━━ SUPPLIED DATA ━━
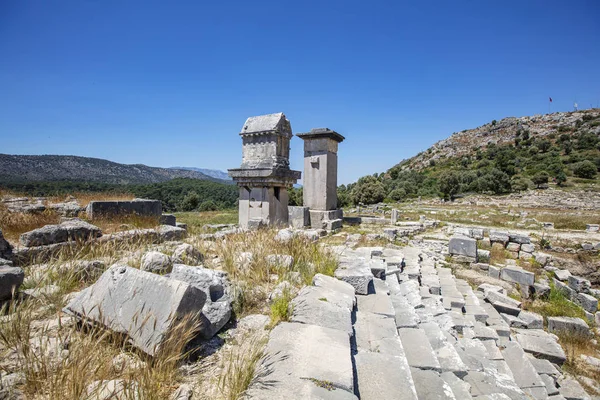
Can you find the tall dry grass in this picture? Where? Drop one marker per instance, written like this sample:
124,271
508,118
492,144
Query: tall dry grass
68,362
13,224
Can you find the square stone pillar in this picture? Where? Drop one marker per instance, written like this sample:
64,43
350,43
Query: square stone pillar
320,168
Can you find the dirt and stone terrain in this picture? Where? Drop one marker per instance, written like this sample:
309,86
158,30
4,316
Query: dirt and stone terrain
484,297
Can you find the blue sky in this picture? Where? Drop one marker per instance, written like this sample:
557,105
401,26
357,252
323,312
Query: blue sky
167,83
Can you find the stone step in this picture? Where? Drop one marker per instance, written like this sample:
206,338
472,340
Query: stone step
383,376
419,352
305,361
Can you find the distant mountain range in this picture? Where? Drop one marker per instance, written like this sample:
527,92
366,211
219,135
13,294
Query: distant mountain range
25,168
215,173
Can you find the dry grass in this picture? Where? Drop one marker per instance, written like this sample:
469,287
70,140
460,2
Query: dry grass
62,363
84,198
124,223
238,367
196,220
14,224
574,346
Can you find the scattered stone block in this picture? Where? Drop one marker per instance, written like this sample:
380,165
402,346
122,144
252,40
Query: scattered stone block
515,247
592,227
11,279
541,345
524,373
148,320
357,273
483,256
305,361
463,246
392,382
299,217
517,238
71,230
168,233
156,262
499,236
528,248
323,307
216,287
532,320
280,260
419,352
562,274
5,248
494,272
587,302
430,386
579,284
568,325
187,254
168,219
110,209
517,275
570,389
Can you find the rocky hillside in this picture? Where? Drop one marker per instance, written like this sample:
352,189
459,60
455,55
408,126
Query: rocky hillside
24,168
505,131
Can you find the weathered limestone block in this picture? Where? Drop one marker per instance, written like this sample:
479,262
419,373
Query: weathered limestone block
392,382
523,371
463,246
323,307
579,284
168,219
419,352
513,246
156,262
588,303
483,256
592,227
562,274
528,248
319,218
5,248
357,273
499,236
517,238
67,231
280,260
139,304
305,361
517,275
167,233
429,385
299,217
217,290
532,320
10,280
187,254
541,345
568,325
109,209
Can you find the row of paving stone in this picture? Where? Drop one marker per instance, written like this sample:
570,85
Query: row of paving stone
379,333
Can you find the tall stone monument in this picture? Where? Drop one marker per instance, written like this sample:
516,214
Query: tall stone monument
320,177
265,175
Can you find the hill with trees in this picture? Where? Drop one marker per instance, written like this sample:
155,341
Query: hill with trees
510,155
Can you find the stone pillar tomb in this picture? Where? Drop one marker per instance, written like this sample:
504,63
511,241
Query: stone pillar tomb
264,176
320,177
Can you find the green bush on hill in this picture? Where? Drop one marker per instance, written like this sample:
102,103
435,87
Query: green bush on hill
181,194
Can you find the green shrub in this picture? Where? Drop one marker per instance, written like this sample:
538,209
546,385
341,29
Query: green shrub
585,169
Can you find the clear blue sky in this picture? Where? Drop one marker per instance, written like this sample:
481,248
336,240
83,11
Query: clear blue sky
168,83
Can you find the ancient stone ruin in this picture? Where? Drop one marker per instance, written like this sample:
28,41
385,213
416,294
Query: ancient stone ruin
265,175
320,177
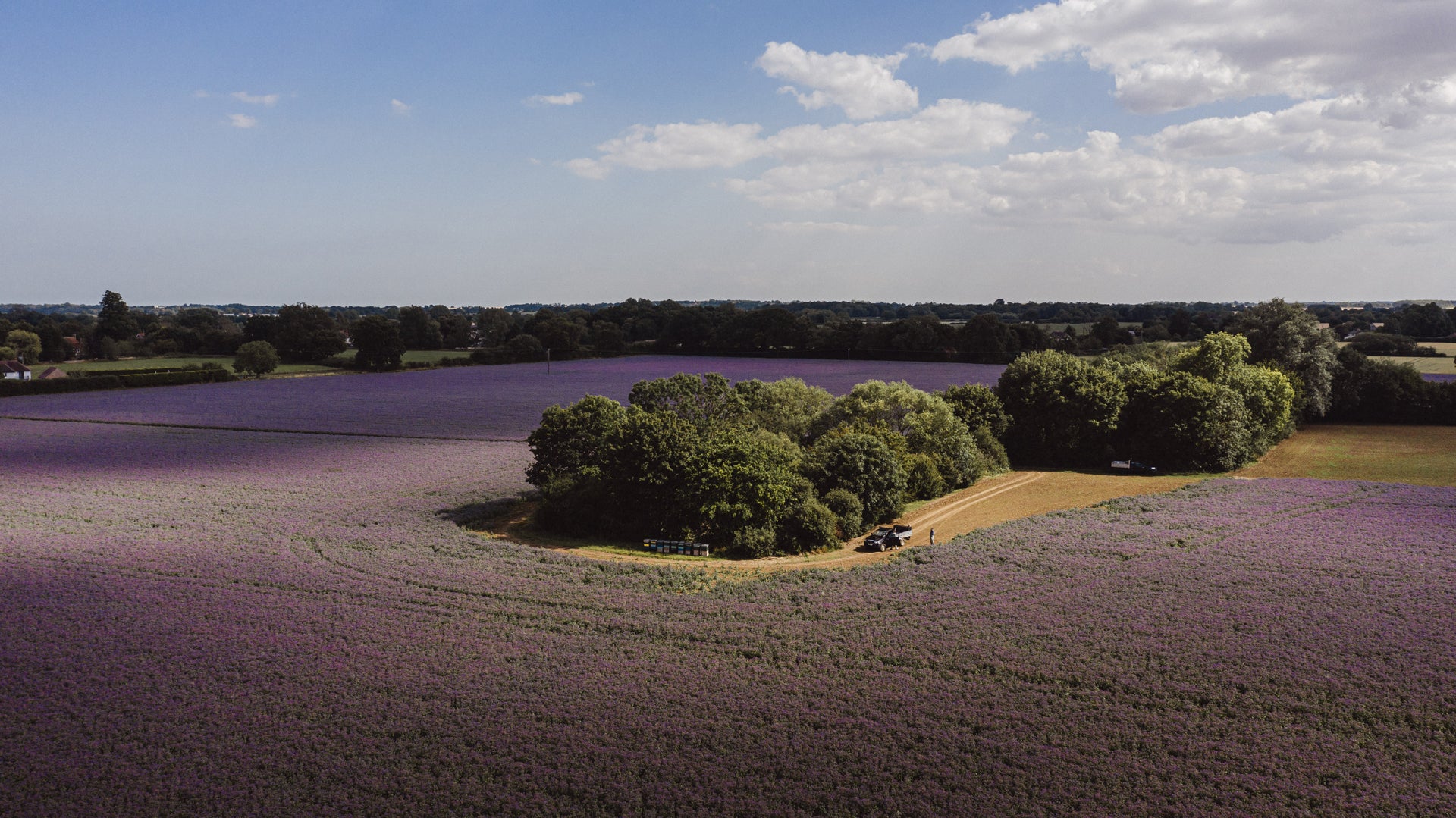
━━━
WHAT IS NEEDED :: Restate each of the entries above word for word and skip every image.

TASK OUTPUT ::
Can you find the tall dry grass in this picture? Where? Drop one marker per instance, written like this sample:
124,271
508,118
492,144
Query: tall dry grass
68,362
13,224
Can you find the square stone pillar in this picture? Where? Drop one marker per instance, written like this sample:
64,43
350,43
Query: square stone pillar
320,168
Can you find the dirt and stone terrain in this picture? Where? Drop one marker per instance, written like this sample:
309,86
158,30
4,316
Query: dirt and stone terrain
484,297
Can you find the blue sky in this picture? Where? Drop one marker per instance, written like this sample:
557,105
401,26
357,252
323,312
Query: blue sky
167,83
Can you find the stone step in this picture? Where? Drop one marker per instance, written like this sample:
206,338
472,340
Query: stone step
383,376
419,352
305,361
Can you find the distant mountain range in this picture? Where? Drop one marker per instance, written like this sample:
527,92
366,211
219,135
13,294
Query: distant mountain range
25,168
215,173
Can you find the dry grass in this picture? Where? Drop one marker per instance, written like this sample:
469,287
70,140
460,2
Query: dry grass
62,363
84,198
124,223
238,367
196,220
14,224
574,346
Can you find the scattered stone block in this picture? Where? Drop one marker per instance, written like this sample:
380,165
402,346
122,144
252,40
Query: scattered stone block
515,247
592,227
11,279
541,345
524,373
148,320
357,273
483,256
305,361
463,246
392,382
299,217
517,238
71,230
168,233
156,262
499,236
528,248
323,307
216,287
532,320
280,260
419,352
562,274
5,248
494,272
587,302
430,386
579,284
568,325
187,254
168,219
110,209
517,275
570,389
Can you find the rocky hillside in this picture? Where? Drop one marker per instance, written like this sample:
352,189
459,60
455,55
408,126
Query: rocky hillside
24,168
505,131
Can you find the weathered limestone block in this picture? Where? Drop one marker per instance, written like this sample:
479,262
419,373
Query: weathered limestone block
392,382
523,371
463,246
323,307
579,284
168,219
419,352
513,246
156,262
588,303
483,256
592,227
562,274
528,248
319,218
5,248
357,273
499,236
517,238
67,231
280,260
139,304
305,361
517,275
167,233
429,385
299,217
217,290
532,320
10,280
187,254
541,345
568,325
109,209
Can you find the row of paving stone in this picture? Where? Drop one marker per instance, written like this sample:
570,85
Query: row of paving stone
379,333
Can you find the tall stone monument in this picture? Where? Drop one marker per instance, written like this sample:
516,214
Query: tall stone monument
320,177
265,175
Can you find the hill with trees in this picture? Where? Drop one marker per instance, written like this sample:
155,341
Query: hill with trees
510,155
Can you find the stone pillar tomb in this picture? Where? Drop one marker per instance, written like this sample:
504,63
511,241
Query: stone pillar tomb
264,176
320,177
Can you find the green bush on hill in this picture? Where? Drop one marker per instance, written like this sample:
102,103
435,87
Query: green bush on hill
181,194
Can you find the green shrub in this picture? Where? Drop one marker per instance, written like this sample:
538,209
546,385
341,29
Query: green shrub
585,169
Can you find the clear blue sky in this picture? Where? Drop one marker per instance, written like this sample:
481,248
336,240
83,11
Query: clear blue sky
168,83
Can you find the ancient stone ruin in this picture? Where? Drop one marker per instance, written like this sample:
28,41
385,213
416,294
Query: ancient stone ruin
265,175
320,177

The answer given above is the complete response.